Listing
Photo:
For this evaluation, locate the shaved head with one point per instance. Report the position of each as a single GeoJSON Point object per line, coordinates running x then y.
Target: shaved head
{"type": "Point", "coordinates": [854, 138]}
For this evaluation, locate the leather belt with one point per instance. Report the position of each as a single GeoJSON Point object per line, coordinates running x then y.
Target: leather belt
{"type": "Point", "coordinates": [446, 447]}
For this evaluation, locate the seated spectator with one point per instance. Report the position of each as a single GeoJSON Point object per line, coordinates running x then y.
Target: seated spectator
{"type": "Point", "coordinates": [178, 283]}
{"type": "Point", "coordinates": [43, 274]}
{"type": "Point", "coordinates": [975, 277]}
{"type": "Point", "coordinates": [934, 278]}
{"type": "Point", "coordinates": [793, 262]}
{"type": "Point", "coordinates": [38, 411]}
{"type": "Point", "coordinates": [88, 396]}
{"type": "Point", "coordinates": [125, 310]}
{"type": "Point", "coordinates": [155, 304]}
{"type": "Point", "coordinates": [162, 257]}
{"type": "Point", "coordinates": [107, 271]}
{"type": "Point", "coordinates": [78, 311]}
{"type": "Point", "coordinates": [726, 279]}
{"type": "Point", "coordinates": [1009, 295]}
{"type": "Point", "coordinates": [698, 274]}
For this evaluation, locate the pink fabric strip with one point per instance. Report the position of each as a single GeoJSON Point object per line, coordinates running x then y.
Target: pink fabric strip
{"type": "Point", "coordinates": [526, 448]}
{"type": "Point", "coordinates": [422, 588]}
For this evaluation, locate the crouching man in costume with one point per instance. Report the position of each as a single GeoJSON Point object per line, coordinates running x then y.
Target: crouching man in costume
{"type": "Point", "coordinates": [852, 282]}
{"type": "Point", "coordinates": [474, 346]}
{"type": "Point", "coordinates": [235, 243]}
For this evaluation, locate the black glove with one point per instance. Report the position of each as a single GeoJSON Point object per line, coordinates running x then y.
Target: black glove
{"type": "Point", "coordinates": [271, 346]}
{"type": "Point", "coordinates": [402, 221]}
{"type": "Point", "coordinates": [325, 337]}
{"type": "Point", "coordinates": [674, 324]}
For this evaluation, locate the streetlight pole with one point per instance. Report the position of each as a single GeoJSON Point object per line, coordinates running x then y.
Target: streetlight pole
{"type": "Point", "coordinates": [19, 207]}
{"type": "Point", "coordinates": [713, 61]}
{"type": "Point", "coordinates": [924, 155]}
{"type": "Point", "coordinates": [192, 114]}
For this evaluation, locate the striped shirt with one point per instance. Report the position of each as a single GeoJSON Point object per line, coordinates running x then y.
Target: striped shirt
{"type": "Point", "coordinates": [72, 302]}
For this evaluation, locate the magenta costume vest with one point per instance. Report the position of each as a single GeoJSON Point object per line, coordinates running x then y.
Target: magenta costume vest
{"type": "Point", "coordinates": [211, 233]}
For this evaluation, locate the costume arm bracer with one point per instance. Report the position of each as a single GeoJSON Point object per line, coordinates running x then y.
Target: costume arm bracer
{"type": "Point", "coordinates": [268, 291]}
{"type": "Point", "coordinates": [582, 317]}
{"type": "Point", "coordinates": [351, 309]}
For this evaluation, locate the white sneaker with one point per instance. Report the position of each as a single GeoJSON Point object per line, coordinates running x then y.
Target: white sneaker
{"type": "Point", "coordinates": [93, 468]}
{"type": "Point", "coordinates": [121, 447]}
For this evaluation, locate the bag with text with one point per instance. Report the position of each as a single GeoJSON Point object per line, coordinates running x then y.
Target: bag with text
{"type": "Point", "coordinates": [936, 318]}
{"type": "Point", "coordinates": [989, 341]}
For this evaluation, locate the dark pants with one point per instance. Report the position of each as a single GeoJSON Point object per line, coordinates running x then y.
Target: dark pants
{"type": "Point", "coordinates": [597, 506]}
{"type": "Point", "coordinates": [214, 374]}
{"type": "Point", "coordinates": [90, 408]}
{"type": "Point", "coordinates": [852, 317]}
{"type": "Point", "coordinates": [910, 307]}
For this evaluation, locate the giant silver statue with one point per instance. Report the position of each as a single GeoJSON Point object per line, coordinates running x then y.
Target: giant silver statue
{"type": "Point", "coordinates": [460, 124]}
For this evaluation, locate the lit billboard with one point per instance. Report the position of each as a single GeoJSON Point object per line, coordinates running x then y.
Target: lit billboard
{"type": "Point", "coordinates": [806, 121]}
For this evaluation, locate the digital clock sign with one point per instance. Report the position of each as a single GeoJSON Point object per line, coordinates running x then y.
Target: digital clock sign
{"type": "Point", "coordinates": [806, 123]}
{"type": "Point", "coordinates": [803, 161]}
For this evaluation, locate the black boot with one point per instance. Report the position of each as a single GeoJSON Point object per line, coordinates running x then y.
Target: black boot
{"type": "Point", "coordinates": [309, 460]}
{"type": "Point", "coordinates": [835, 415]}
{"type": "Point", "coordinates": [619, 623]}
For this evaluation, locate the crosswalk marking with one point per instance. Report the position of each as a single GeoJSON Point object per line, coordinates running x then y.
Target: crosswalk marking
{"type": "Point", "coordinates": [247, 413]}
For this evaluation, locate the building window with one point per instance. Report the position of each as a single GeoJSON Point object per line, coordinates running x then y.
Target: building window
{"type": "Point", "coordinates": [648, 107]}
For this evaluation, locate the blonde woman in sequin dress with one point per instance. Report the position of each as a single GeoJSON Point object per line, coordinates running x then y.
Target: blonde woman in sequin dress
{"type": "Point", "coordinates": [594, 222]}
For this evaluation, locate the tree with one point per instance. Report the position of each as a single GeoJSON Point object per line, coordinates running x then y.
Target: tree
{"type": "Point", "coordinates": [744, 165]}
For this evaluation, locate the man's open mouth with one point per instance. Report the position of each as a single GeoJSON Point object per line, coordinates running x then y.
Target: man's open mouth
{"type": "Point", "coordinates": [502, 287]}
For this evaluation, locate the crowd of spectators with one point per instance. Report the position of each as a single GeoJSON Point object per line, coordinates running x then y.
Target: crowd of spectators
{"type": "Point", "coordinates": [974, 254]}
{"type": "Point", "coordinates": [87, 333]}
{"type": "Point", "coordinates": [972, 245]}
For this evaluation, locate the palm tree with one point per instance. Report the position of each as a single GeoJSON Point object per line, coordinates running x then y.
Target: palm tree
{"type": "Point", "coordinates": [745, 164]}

Problem details
Rescale the stretch from the line containing "For this evaluation, locate the building" through the last line. Write out only those lines, requests included, with every coordinate in the answers multiplied by 1.75 and rounded to a whole number, halves up.

Final result
For this evaluation, locate the building window with one point per instance. Report the position of each as a single GeoJSON Point object per line, coordinates running x then y.
Target: building window
{"type": "Point", "coordinates": [1134, 187]}
For this evaluation, locate the blonde woman in sequin dress with one point per instance. Report the position of each as a single GeoJSON Point object per line, coordinates running x then y.
Target: blonde woman in sequin dress
{"type": "Point", "coordinates": [1040, 389]}
For this evaluation, locate the tree with one point per instance. Report the position of each as a single GeoJSON Point object per line, coordinates running x then y.
Target: tree
{"type": "Point", "coordinates": [1302, 289]}
For this evaluation, locate the man's open mouth with one point per instance. Report the position of each as a single GeoJSON Point object per line, coordinates running x then y.
Target: man's open mouth
{"type": "Point", "coordinates": [879, 502]}
For this evaluation, locate the crowd of spectators with one point per instance. Report the position of each as a single GeoJSON Point object per line, coordinates running x then y.
Target: crowd of spectators
{"type": "Point", "coordinates": [1705, 445]}
{"type": "Point", "coordinates": [152, 583]}
{"type": "Point", "coordinates": [1701, 429]}
For this evaluation, locate the palm tree with one point per instance. Report the position of each as a single GeoJSON Point object per line, coordinates running x then y.
Target: palm tree
{"type": "Point", "coordinates": [1304, 287]}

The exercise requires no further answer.